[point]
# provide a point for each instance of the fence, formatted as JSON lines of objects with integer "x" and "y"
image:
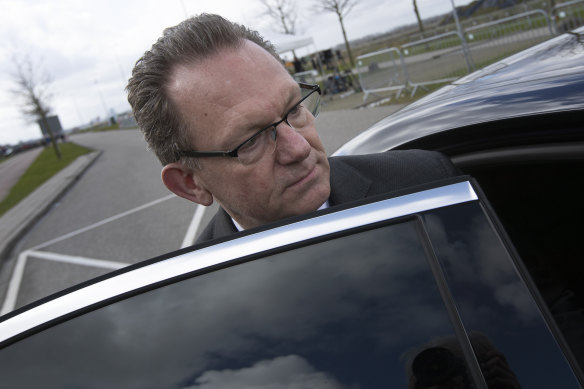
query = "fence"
{"x": 382, "y": 70}
{"x": 495, "y": 40}
{"x": 436, "y": 60}
{"x": 446, "y": 57}
{"x": 308, "y": 77}
{"x": 568, "y": 16}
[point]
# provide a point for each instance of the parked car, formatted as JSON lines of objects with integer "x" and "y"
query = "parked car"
{"x": 470, "y": 282}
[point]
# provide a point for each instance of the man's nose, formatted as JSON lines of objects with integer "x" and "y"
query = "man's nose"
{"x": 291, "y": 146}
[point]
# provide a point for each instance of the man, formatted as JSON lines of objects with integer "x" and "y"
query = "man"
{"x": 211, "y": 88}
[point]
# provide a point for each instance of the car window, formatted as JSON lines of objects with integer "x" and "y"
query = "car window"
{"x": 493, "y": 302}
{"x": 354, "y": 311}
{"x": 539, "y": 203}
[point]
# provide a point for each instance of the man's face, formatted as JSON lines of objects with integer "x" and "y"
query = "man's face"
{"x": 226, "y": 99}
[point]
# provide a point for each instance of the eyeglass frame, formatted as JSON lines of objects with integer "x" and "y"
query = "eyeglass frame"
{"x": 234, "y": 153}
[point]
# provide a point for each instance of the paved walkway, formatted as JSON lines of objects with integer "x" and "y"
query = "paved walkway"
{"x": 18, "y": 219}
{"x": 12, "y": 169}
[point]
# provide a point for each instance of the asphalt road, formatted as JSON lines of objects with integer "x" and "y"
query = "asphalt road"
{"x": 120, "y": 213}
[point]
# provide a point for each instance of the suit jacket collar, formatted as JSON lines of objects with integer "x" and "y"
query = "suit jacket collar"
{"x": 347, "y": 183}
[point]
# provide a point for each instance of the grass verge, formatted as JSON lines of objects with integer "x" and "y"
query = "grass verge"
{"x": 44, "y": 167}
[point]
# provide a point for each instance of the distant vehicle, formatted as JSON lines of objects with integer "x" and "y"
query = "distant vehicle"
{"x": 470, "y": 282}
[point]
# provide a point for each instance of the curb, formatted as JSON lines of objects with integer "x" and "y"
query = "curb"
{"x": 19, "y": 219}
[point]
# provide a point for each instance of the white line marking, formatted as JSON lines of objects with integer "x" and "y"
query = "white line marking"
{"x": 14, "y": 286}
{"x": 18, "y": 273}
{"x": 193, "y": 227}
{"x": 102, "y": 263}
{"x": 101, "y": 223}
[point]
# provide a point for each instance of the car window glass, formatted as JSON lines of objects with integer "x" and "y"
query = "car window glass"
{"x": 492, "y": 300}
{"x": 357, "y": 311}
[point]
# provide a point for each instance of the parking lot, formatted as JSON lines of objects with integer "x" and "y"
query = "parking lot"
{"x": 119, "y": 213}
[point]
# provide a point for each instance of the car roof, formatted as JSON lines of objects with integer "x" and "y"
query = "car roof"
{"x": 546, "y": 78}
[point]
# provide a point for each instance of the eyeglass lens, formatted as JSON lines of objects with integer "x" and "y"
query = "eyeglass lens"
{"x": 299, "y": 117}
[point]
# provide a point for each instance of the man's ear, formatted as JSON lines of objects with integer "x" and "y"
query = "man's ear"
{"x": 182, "y": 181}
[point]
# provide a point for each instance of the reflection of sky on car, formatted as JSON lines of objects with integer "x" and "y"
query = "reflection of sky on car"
{"x": 342, "y": 312}
{"x": 490, "y": 297}
{"x": 286, "y": 372}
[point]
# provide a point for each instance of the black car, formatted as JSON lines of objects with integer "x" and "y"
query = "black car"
{"x": 470, "y": 282}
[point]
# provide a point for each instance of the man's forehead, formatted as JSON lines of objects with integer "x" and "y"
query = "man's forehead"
{"x": 227, "y": 64}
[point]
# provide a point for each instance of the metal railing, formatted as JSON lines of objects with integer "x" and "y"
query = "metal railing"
{"x": 568, "y": 16}
{"x": 382, "y": 70}
{"x": 495, "y": 40}
{"x": 435, "y": 60}
{"x": 449, "y": 56}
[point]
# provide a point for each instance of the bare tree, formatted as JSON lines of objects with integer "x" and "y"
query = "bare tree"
{"x": 342, "y": 9}
{"x": 32, "y": 89}
{"x": 420, "y": 25}
{"x": 284, "y": 12}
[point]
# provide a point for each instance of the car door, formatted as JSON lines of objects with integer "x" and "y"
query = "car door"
{"x": 416, "y": 289}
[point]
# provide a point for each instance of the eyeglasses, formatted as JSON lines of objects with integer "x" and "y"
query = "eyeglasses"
{"x": 251, "y": 150}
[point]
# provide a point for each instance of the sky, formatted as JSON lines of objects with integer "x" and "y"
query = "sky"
{"x": 88, "y": 48}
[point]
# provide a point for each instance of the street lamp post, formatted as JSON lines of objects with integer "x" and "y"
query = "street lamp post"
{"x": 465, "y": 51}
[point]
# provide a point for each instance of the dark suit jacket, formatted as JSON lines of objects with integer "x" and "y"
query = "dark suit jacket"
{"x": 361, "y": 176}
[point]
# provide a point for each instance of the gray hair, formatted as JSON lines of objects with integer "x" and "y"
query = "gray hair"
{"x": 191, "y": 41}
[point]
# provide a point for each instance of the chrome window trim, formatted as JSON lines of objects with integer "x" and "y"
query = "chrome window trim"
{"x": 247, "y": 245}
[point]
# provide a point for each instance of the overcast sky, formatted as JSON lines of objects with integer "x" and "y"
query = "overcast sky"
{"x": 89, "y": 47}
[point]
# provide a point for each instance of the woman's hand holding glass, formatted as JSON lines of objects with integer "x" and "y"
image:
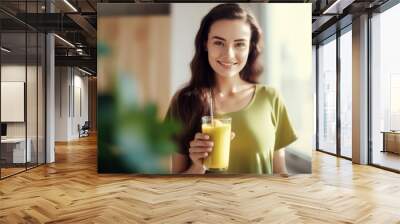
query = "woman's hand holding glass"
{"x": 199, "y": 149}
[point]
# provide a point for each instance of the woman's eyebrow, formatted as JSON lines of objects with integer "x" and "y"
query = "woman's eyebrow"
{"x": 220, "y": 38}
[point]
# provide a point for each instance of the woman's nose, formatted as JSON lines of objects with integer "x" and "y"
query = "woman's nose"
{"x": 229, "y": 52}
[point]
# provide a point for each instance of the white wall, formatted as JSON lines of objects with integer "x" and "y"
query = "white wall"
{"x": 70, "y": 83}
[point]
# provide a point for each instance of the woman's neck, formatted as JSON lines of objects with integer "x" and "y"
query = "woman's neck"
{"x": 228, "y": 85}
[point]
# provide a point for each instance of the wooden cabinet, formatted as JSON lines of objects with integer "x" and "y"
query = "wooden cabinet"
{"x": 391, "y": 142}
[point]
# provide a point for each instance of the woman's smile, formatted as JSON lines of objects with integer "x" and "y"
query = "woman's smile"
{"x": 227, "y": 64}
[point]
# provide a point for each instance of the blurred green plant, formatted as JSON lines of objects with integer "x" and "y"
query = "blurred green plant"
{"x": 131, "y": 138}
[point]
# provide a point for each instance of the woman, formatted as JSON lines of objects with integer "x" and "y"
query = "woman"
{"x": 225, "y": 64}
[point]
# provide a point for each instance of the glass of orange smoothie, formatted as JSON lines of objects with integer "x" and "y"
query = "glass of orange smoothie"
{"x": 219, "y": 130}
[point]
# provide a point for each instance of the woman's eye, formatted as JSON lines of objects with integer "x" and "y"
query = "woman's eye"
{"x": 240, "y": 45}
{"x": 218, "y": 43}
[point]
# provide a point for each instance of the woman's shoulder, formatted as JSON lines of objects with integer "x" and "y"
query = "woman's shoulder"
{"x": 267, "y": 91}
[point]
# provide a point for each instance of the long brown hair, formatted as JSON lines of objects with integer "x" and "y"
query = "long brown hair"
{"x": 191, "y": 100}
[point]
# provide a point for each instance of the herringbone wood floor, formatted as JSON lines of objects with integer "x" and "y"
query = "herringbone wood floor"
{"x": 71, "y": 191}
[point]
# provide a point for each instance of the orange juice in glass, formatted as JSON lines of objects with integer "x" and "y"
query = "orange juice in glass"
{"x": 219, "y": 130}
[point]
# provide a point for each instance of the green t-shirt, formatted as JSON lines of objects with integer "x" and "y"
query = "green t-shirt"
{"x": 262, "y": 127}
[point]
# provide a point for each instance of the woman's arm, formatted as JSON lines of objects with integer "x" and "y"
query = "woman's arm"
{"x": 279, "y": 165}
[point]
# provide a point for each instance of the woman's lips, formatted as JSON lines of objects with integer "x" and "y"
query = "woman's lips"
{"x": 226, "y": 65}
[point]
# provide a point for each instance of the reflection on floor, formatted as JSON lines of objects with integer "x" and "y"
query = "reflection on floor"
{"x": 387, "y": 159}
{"x": 9, "y": 169}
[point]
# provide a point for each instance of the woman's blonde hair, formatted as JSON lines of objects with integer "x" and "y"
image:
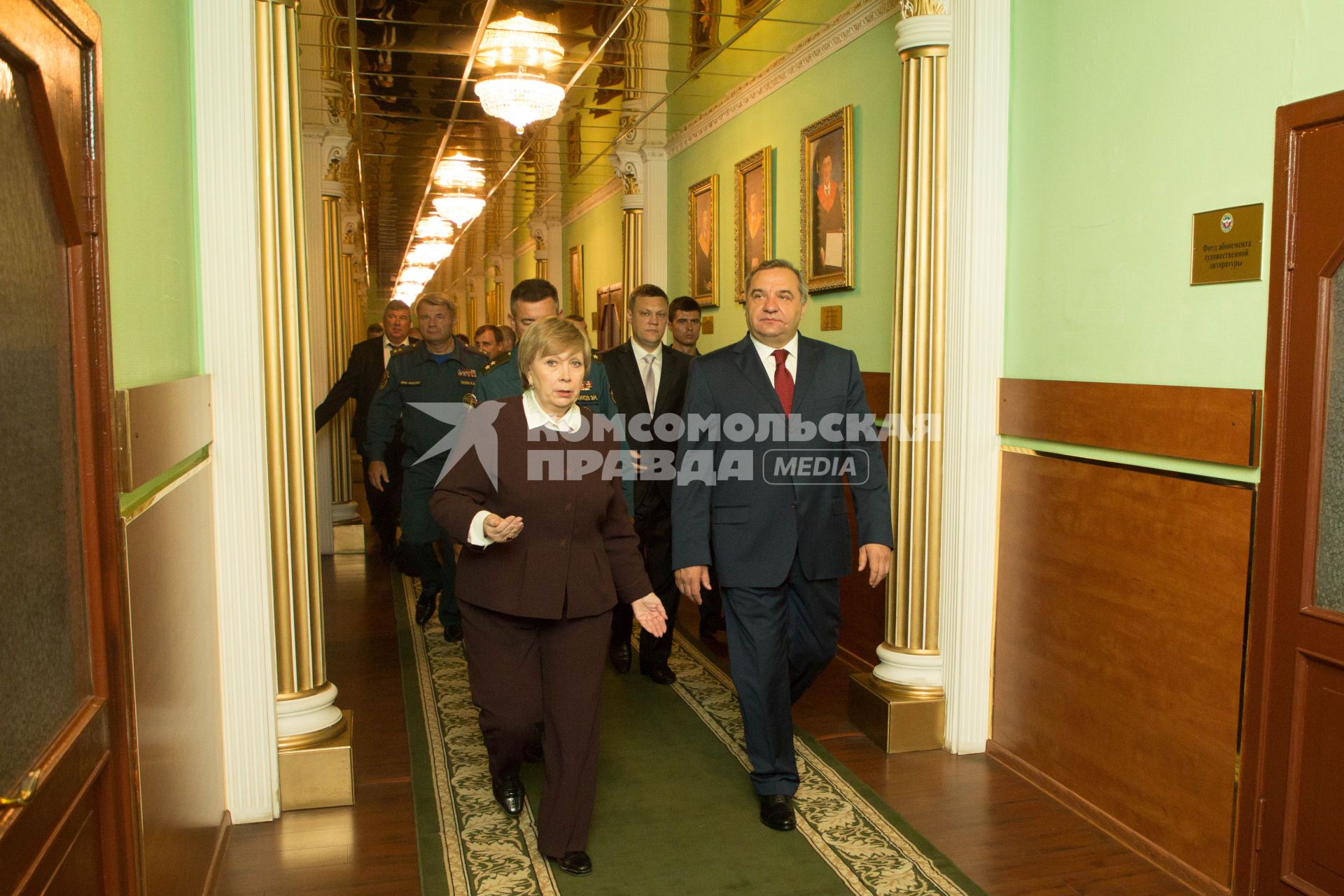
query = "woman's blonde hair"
{"x": 552, "y": 336}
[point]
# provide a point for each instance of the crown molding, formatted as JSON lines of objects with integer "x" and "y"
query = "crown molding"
{"x": 857, "y": 20}
{"x": 594, "y": 199}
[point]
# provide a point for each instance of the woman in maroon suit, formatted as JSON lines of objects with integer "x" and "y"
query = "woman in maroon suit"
{"x": 537, "y": 601}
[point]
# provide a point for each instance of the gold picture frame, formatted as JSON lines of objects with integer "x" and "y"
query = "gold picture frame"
{"x": 753, "y": 179}
{"x": 575, "y": 300}
{"x": 825, "y": 202}
{"x": 704, "y": 241}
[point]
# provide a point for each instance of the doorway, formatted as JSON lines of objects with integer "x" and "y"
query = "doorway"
{"x": 66, "y": 794}
{"x": 1291, "y": 839}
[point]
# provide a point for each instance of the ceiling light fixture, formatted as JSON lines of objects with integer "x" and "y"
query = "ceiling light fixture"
{"x": 522, "y": 51}
{"x": 429, "y": 251}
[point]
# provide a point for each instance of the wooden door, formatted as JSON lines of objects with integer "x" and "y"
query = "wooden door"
{"x": 1291, "y": 837}
{"x": 65, "y": 743}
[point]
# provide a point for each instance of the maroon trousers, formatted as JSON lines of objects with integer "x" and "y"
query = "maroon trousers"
{"x": 526, "y": 672}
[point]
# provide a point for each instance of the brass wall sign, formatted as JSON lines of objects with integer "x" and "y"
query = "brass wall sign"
{"x": 1226, "y": 245}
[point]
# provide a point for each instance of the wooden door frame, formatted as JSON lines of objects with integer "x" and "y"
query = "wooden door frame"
{"x": 84, "y": 220}
{"x": 1265, "y": 558}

__________________________________________________

> [Description of the task] From the line that contains "door frame, formatted" through the end of the records above, print every line exactly and nothing else.

> [Problem solution]
# provide a point for each instance of the wooden door frame, formatted as JSON lines of objects with integer "x" and "y"
query = "wooden door frame"
{"x": 84, "y": 220}
{"x": 1265, "y": 558}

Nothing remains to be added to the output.